* _Stored data_:
= Beginning of Section =

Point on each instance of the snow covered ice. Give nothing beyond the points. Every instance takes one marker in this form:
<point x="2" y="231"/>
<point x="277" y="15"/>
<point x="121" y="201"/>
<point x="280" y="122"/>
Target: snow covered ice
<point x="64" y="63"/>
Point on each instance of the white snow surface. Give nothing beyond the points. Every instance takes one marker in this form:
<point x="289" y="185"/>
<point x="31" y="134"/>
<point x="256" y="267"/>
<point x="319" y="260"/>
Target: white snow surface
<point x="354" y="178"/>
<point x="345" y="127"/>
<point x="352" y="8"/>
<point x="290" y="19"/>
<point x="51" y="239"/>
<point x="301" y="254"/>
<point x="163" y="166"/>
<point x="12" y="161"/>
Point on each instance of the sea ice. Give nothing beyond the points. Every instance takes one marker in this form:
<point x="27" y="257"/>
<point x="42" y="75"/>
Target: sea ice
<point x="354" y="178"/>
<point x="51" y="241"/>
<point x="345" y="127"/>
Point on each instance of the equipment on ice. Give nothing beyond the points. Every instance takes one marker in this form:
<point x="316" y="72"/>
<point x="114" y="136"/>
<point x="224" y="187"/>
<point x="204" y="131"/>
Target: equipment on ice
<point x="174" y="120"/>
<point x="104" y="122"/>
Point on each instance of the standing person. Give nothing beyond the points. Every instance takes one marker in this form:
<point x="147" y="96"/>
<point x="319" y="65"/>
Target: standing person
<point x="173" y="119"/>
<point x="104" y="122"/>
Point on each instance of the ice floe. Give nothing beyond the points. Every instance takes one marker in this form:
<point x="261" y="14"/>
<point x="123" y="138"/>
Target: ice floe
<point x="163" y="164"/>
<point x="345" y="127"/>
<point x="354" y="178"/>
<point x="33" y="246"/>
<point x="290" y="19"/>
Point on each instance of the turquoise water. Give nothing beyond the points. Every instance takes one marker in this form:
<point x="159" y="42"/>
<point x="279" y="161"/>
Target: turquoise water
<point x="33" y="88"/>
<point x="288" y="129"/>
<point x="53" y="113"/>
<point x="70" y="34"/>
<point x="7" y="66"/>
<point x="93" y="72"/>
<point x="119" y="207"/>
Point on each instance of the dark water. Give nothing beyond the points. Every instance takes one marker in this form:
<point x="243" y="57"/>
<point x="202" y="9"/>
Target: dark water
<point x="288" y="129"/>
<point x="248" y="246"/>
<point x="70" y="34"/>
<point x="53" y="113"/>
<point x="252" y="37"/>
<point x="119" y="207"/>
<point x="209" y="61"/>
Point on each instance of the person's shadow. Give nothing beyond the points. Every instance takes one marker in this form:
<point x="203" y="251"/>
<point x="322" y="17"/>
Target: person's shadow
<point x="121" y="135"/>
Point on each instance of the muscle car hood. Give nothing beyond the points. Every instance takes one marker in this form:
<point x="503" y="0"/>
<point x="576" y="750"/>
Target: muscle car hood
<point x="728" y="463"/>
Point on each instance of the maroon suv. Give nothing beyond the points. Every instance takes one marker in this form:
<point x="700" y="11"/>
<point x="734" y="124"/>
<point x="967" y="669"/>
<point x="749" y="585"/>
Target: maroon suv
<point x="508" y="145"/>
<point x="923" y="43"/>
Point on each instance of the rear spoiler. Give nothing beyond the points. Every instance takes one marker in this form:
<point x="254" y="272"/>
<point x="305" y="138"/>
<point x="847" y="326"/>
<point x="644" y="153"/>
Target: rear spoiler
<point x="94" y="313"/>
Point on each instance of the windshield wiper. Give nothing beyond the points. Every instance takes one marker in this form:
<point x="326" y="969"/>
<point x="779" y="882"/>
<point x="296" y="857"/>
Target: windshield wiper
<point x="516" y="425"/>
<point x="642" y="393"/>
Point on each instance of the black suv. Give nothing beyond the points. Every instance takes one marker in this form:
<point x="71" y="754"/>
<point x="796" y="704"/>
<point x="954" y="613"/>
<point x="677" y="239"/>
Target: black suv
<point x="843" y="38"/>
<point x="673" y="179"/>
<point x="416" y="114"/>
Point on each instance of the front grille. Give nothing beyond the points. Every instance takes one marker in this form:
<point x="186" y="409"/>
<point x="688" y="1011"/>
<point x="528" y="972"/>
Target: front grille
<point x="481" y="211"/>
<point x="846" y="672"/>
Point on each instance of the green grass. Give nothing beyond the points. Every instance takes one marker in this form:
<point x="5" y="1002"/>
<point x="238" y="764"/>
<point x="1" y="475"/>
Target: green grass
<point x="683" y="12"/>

= End of Section =

* _Exercise prompt_: Go through the data above and transcribe every entry exactly.

* _Reply_:
Point on each instance of the snow covered ice. Give nothing beyond the points. Every instance takes one marker in this form:
<point x="2" y="231"/>
<point x="277" y="15"/>
<point x="121" y="201"/>
<point x="280" y="122"/>
Target: snow covered ice
<point x="64" y="63"/>
Point on each instance of the white snow surface. Give nothing beyond the points. Every instance takes one marker in this form:
<point x="289" y="185"/>
<point x="31" y="134"/>
<point x="256" y="267"/>
<point x="319" y="260"/>
Target: white snow surface
<point x="354" y="178"/>
<point x="345" y="127"/>
<point x="352" y="8"/>
<point x="290" y="19"/>
<point x="51" y="239"/>
<point x="301" y="254"/>
<point x="163" y="166"/>
<point x="12" y="161"/>
Point on each instance of the sea ice. Give nothing beyond the points. Every instance takes one marker in this form:
<point x="27" y="257"/>
<point x="42" y="75"/>
Target: sea ice
<point x="354" y="178"/>
<point x="51" y="241"/>
<point x="345" y="127"/>
Point on each instance of the equipment on ice. Give nothing beyond the points. Every instance takes one marker in this form:
<point x="316" y="72"/>
<point x="114" y="136"/>
<point x="224" y="187"/>
<point x="204" y="131"/>
Target: equipment on ice
<point x="174" y="120"/>
<point x="104" y="122"/>
Point on each instance of the standing person. Give nothing beyond the points. Every instance takes one marker in this form:
<point x="147" y="96"/>
<point x="319" y="65"/>
Target: standing person
<point x="173" y="119"/>
<point x="104" y="122"/>
Point on each instance of the ice floe. Give nothing beyond the points. Every instance takes one marker in this form:
<point x="261" y="14"/>
<point x="123" y="138"/>
Target: ice floe
<point x="163" y="164"/>
<point x="345" y="127"/>
<point x="354" y="178"/>
<point x="33" y="246"/>
<point x="290" y="19"/>
Point on each instance of the turquoise water. Give nothing beyond the points. Every instance takes one marker in this form:
<point x="159" y="42"/>
<point x="279" y="161"/>
Target: turquoise water
<point x="33" y="88"/>
<point x="288" y="129"/>
<point x="53" y="113"/>
<point x="70" y="34"/>
<point x="7" y="66"/>
<point x="93" y="72"/>
<point x="119" y="207"/>
Point on each instance of the dark water. Give nothing beyond the points. Every instance takes one marker in this form:
<point x="243" y="57"/>
<point x="202" y="9"/>
Target: dark water
<point x="288" y="129"/>
<point x="248" y="246"/>
<point x="70" y="34"/>
<point x="53" y="113"/>
<point x="252" y="37"/>
<point x="119" y="207"/>
<point x="209" y="61"/>
Point on each instance of the person's shadow. Give nothing beyond the points. Every instance takes one marker in this form:
<point x="203" y="251"/>
<point x="322" y="17"/>
Target: person's shadow
<point x="121" y="135"/>
Point on each instance of the muscle car hood. Give nothing beyond the points. Every instance takes one marker in this form:
<point x="503" y="0"/>
<point x="576" y="750"/>
Target: muscle car hood
<point x="728" y="463"/>
Point on each instance of the maroon suv. Give nothing beyond the points. Every instance takes one marker in this form:
<point x="700" y="11"/>
<point x="734" y="124"/>
<point x="967" y="669"/>
<point x="749" y="585"/>
Target: maroon suv
<point x="508" y="145"/>
<point x="923" y="43"/>
Point on each instance of the rear spoiler. Give nothing beyond the points. Every instance takes one marker in this form:
<point x="254" y="272"/>
<point x="305" y="138"/>
<point x="847" y="326"/>
<point x="644" y="153"/>
Target: rear spoiler
<point x="94" y="313"/>
Point on each instance of the windshield wiper. Give nothing beyond the points. Every instance takes one marker in this form:
<point x="326" y="969"/>
<point x="779" y="882"/>
<point x="296" y="857"/>
Target: windshield wiper
<point x="516" y="425"/>
<point x="642" y="393"/>
Point on each instance of the black suv. Give nothing beyond the points. Every instance takes one marker in this form:
<point x="71" y="754"/>
<point x="796" y="704"/>
<point x="954" y="613"/>
<point x="677" y="239"/>
Target: black suv
<point x="843" y="38"/>
<point x="673" y="179"/>
<point x="416" y="114"/>
Point on each instance of the front grille. Give nothing beyond the points. Every instance takes one marker in this form:
<point x="186" y="409"/>
<point x="688" y="1011"/>
<point x="528" y="972"/>
Target: front grille
<point x="481" y="211"/>
<point x="846" y="672"/>
Point on each instance of the green grass. Give nothing beyond the points. Every instance takes one marker in this form:
<point x="5" y="1002"/>
<point x="238" y="764"/>
<point x="1" y="475"/>
Target: green grass
<point x="683" y="12"/>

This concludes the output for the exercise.